**Brief**: Copy out, word for word, the rows below from the one containing "Identify a point for each instance of the decorative" through the final row, and nothing else.

**Data provided**:
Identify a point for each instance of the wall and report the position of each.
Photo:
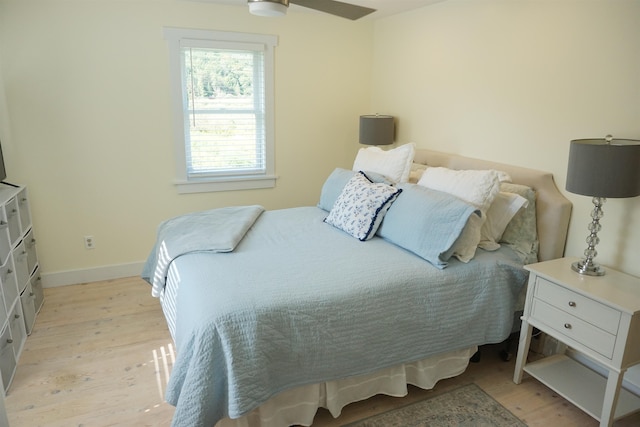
(515, 81)
(86, 119)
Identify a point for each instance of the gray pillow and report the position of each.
(522, 232)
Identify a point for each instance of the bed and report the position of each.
(336, 308)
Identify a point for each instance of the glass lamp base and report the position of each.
(588, 268)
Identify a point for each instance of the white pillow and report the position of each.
(465, 247)
(394, 164)
(361, 206)
(478, 187)
(504, 207)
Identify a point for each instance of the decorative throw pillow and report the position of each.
(361, 206)
(504, 207)
(335, 183)
(478, 187)
(394, 164)
(522, 232)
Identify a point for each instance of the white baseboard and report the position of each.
(73, 277)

**Written solution**:
Identify a point for each instance of the decorative throw pillow and report the position of each.
(361, 206)
(504, 207)
(335, 183)
(478, 187)
(394, 164)
(522, 232)
Identify a point for each instance of the white baseboard and report the position of each.
(73, 277)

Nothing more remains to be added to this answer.